> [Text to read]:
● ● ● ●

Microsoft Power BI: Tabular Model Optimization

Power BI can be a great tool to start visualizing data and DAX is an easy step from Excel to write your own formulas and start creating measures. But once a model starts to grow and the amount of data keeps increasing, reports can become slow.  So, what can we do about it ? How can we find the cause of this decline in performance? And most importantly, how do we solve it ?  Let's take a look ...
 

Finding the Problem

Before we can  fix a problem, we need to figure out what is causing it. For this we can use standard Power BI tools or other more advanced tools - that are free to use - for a more detailed breakdown.

Power BI Performance analyzer

If certain reports or report pages are loading slowly best thing to do first is search for the root cause. Is it the way the model is set-up? Are we using too many visuals? Or is one measure taking a long time to calculate? We can start looking for our root cause by using Power BI Performance analyzer.

Open the report that has issues in Power BI desktop and activate “Performance Analyzer”.

Microsoft Power BI: Tabular Model Optimization

A new sidebar will open that allows us to analyze the speed of visuals. Once you’re on the right page, click on “Start Recording” and then “Refresh Visuals”. Now Power BI will refresh the whole page while tracking the time it takes to update all visuals on this page. The time is split up per visual and divided into three parts.

Here is a short description of the three timing categories:

  • DAX query: The time it takes between a DAX query being sent to a Tabular engine and the first row received by Power BI. The DAX query can be copied from here for later use in DAX Studio
  • Visual display: Time spent to generate the visual
  • Other: Time spent waiting for other operations. This is almost never the bottleneck of a visual.

If there is a specific visual that is taking a long time to load, I would suggest copying it to a new page and test this visual by itself. By isolating the visual we are sure no other components are having an impact on the performance. You can then remove fields/measures from the visual to see if one field/measure is causing the performance delay.

DAX Studio

DAX Studio is a nice way to analyze a specific DAX query and break it down further than Performance Analyzer can. It will show what a DAX query is asking from our database and how it is calculating its results.  DAX studio can be connected to an Analysis Server or a Power BI report with imported data. Once a connection is made, “All Queries” can be clicked to catch all queries executed from a connection. 

Microsoft Power BI: Tabular Model Optimization

A new tab at the bottom will open. Refresh (or refilter) Power BI to catch new queries. These will be shown in the “All Queries” tab. 

Microsoft Power BI: Tabular Model Optimization

Here we can clearly see which queries took longest to execute. Double clicking on a line will show the query in the DAX editor. It is a more detailed way to analyze queries compared to the standard Power BI performance analyzer. Copying a query from the performance analyzer and pasting it into DAX editor should show the same query.

Microsoft Power BI: Tabular Model Optimization

DAX studio allows us to edit DAX code. Once edited “RUN” can be used to see what effect the change has on timings. Disable “All Queries” and enable “Server Timings” to see detailed timing information about the query that is run in DAX Studio.

● ● ● ●

> [Directive]: Reproduce word for word the part of the Power BI optimization text starting with "Here is a short" and going on through "of a visual.".

> [Data]:
● ● ● ●

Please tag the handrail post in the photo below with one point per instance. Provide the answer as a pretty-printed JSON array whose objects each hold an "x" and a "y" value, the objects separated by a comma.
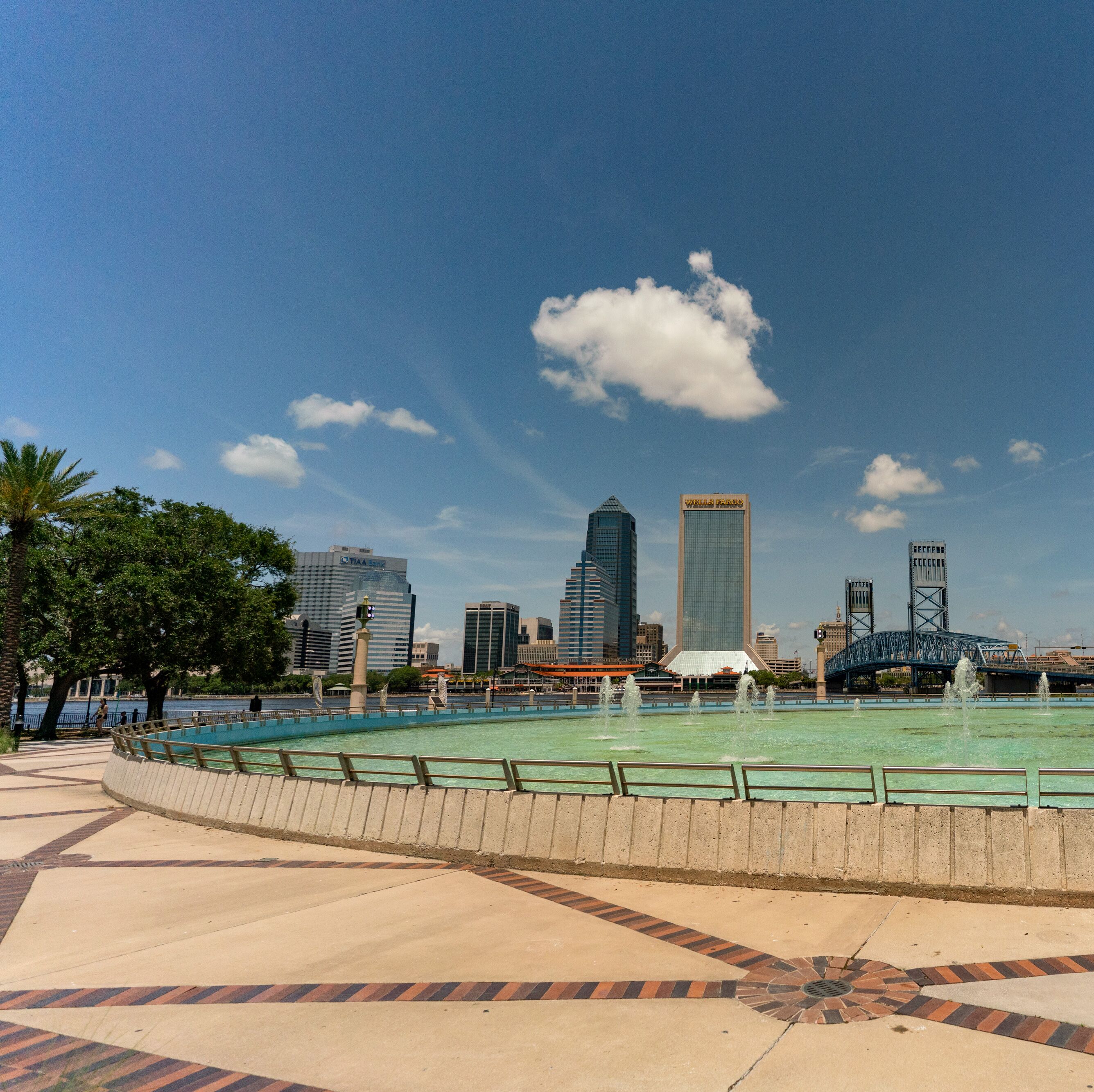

● ● ● ●

> [Result of the task]:
Here is a short description of the three timing categories:

  • DAX query: The time it takes between a DAX query being sent to a Tabular engine and the first row received by Power BI. The DAX query can be copied from here for later use in DAX Studio
  • Visual display: Time spent to generate the visual
  • Other: Time spent waiting for other operations. This is almost never the bottleneck of a visual.